## Given problem 1
Retype the listing lines starting at the one containing "Where can you see the calm" and ending after the one containing "column 569, row 729", with both of those lines included.

## Supplied passage
* start *

A large portion of LA County’s 66,000+ unhoused individuals call the streets of Skid Row home. However, these unhoused communities continue to suffer while housing solutions stall and our codified systems of regulations like the LA Municipal Code restrict and criminalize their ability to exist in these spaces. Enduring discrimination for their very existence, unhoused individuals are subject to LAPD’s yearly 14,000+ misdemeanor “quality of life” violation arrests that prohibit sitting, lying, or sleeping on sidewalks (LAMC§41.18). To identify as LGBTQ+ and unhoused means to be doubly discriminated against. LGBTQ+ individuals (and the 40% of unhoused youths who identify as LGBTQ+) are also victims of hate crimes, threats of physical violence, and tensions that encourage many to conceal their own identities in order to access resources and to survive.

The project, called “Criminalized for their very existence: The Spatial Politics of Homelessness & LGBTQ+ Unhoused Lived Experiences,” lays the foundation of a survival guide for the unhoused that helps them safely negotiate civic spaces as inclusive environments. Jared is continuing this work thanks to a series of grants and funding opportunities through the Landscape Architecture Foundation (LAF), Pando, the Landscape Justice Initiative at USC, and the USC School of Architecture.

* end *

(Pointing records)
* start *

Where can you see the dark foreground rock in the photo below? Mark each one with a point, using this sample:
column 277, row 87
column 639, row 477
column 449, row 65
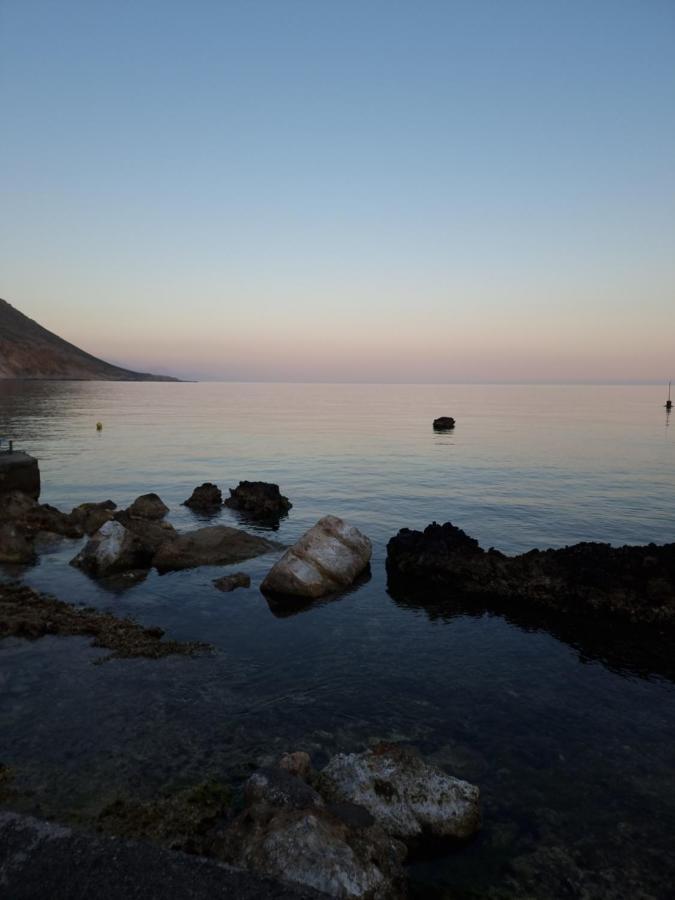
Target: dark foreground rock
column 633, row 583
column 216, row 545
column 40, row 859
column 28, row 614
column 206, row 498
column 259, row 499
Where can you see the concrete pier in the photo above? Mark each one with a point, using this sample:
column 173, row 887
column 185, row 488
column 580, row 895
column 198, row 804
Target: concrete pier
column 19, row 472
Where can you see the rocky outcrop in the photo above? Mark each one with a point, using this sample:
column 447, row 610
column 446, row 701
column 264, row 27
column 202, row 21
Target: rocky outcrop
column 405, row 796
column 19, row 472
column 327, row 558
column 206, row 498
column 633, row 583
column 259, row 499
column 229, row 583
column 213, row 546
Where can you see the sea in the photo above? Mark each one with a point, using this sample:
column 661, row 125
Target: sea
column 567, row 725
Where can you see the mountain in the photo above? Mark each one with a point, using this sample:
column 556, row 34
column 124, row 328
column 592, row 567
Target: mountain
column 29, row 351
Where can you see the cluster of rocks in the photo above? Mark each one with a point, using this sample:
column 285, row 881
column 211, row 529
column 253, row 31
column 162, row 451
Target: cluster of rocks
column 634, row 583
column 346, row 831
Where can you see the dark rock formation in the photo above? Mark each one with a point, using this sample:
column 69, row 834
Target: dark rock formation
column 205, row 498
column 216, row 545
column 230, row 582
column 259, row 499
column 632, row 583
column 29, row 351
column 19, row 472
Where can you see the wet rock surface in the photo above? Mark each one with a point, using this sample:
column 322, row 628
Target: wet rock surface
column 327, row 558
column 406, row 796
column 259, row 499
column 215, row 545
column 633, row 583
column 28, row 614
column 206, row 498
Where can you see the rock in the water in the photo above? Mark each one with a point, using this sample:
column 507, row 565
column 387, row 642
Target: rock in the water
column 91, row 516
column 19, row 472
column 15, row 547
column 148, row 506
column 327, row 558
column 229, row 583
column 259, row 498
column 216, row 545
column 407, row 797
column 111, row 550
column 633, row 583
column 205, row 498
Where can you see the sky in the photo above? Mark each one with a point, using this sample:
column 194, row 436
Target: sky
column 344, row 190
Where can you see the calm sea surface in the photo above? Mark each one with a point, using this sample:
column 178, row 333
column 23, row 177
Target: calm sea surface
column 569, row 729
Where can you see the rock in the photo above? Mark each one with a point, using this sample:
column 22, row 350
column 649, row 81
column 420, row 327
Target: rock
column 298, row 763
column 111, row 550
column 327, row 558
column 216, row 545
column 19, row 472
column 260, row 499
column 147, row 506
column 91, row 516
column 407, row 797
column 231, row 582
column 15, row 547
column 633, row 583
column 206, row 498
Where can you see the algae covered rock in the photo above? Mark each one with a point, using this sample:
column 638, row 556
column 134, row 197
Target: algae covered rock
column 327, row 558
column 406, row 796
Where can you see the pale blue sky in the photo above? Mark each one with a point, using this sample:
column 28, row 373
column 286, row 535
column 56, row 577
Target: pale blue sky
column 298, row 189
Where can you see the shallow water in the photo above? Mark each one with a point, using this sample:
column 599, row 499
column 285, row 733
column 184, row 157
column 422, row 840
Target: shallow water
column 568, row 728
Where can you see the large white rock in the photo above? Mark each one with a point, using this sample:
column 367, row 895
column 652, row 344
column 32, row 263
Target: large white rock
column 405, row 795
column 327, row 558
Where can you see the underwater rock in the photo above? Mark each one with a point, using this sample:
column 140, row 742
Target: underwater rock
column 205, row 498
column 212, row 546
column 636, row 583
column 147, row 506
column 406, row 796
column 229, row 583
column 259, row 498
column 327, row 558
column 112, row 549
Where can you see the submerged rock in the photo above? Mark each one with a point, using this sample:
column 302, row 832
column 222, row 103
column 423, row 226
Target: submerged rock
column 406, row 797
column 216, row 545
column 259, row 498
column 205, row 498
column 229, row 583
column 636, row 583
column 327, row 558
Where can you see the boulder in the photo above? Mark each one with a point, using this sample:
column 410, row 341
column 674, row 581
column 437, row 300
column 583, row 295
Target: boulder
column 91, row 516
column 147, row 506
column 213, row 546
column 113, row 549
column 634, row 583
column 230, row 582
column 15, row 547
column 205, row 498
column 327, row 558
column 259, row 499
column 406, row 797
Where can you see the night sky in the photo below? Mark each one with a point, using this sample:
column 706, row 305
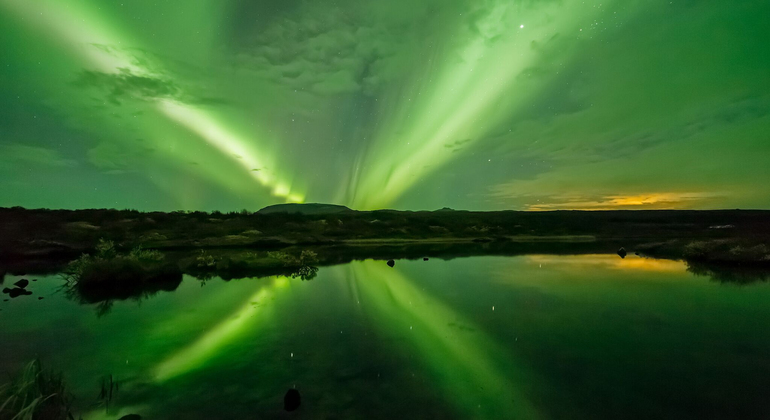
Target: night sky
column 407, row 104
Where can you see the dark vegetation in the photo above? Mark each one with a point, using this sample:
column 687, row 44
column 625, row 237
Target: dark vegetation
column 126, row 254
column 35, row 394
column 67, row 234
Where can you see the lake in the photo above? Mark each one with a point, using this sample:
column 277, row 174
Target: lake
column 531, row 337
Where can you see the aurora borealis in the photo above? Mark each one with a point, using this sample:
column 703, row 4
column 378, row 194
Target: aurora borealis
column 482, row 105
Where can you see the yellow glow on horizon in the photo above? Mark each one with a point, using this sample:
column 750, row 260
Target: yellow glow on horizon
column 655, row 200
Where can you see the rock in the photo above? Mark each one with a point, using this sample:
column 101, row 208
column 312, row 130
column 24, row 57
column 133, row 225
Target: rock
column 291, row 400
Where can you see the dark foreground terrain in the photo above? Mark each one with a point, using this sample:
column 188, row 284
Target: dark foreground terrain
column 100, row 245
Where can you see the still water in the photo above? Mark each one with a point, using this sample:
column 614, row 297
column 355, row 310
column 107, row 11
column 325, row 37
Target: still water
column 531, row 337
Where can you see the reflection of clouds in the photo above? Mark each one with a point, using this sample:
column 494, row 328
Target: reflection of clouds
column 605, row 261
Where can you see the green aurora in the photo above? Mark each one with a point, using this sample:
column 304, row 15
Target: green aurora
column 474, row 104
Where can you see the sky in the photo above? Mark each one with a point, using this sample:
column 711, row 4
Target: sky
column 404, row 104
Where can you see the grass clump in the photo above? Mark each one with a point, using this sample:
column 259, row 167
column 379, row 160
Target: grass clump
column 36, row 394
column 108, row 274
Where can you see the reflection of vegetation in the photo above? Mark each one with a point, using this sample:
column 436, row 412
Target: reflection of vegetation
column 36, row 394
column 108, row 275
column 305, row 273
column 108, row 387
column 732, row 251
column 729, row 274
column 241, row 264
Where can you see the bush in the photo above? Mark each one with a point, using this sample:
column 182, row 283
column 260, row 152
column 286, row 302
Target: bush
column 36, row 394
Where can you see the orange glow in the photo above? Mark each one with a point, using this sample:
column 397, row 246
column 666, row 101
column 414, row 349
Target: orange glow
column 658, row 201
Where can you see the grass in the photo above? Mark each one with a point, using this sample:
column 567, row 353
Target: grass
column 108, row 275
column 36, row 394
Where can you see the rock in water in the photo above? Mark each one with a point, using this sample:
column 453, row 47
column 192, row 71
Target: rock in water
column 291, row 400
column 622, row 252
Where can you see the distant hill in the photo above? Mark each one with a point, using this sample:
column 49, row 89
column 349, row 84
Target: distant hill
column 309, row 208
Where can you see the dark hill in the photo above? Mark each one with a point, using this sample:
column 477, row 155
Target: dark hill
column 309, row 208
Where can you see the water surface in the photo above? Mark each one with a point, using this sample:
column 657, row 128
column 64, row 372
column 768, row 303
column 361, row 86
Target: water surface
column 543, row 337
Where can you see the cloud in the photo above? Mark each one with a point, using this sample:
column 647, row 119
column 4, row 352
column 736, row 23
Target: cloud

* end *

## Given problem 2
In the passage on Skid Row homelessness, what percentage of unhoused youths identify as LGBTQ+?

## Solution 1
Where can you see the calm sea surface in the photo above? Mark each one with a point, using this sample:
column 178, row 333
column 23, row 177
Target: calm sea surface
column 569, row 729

## Solution 2
40%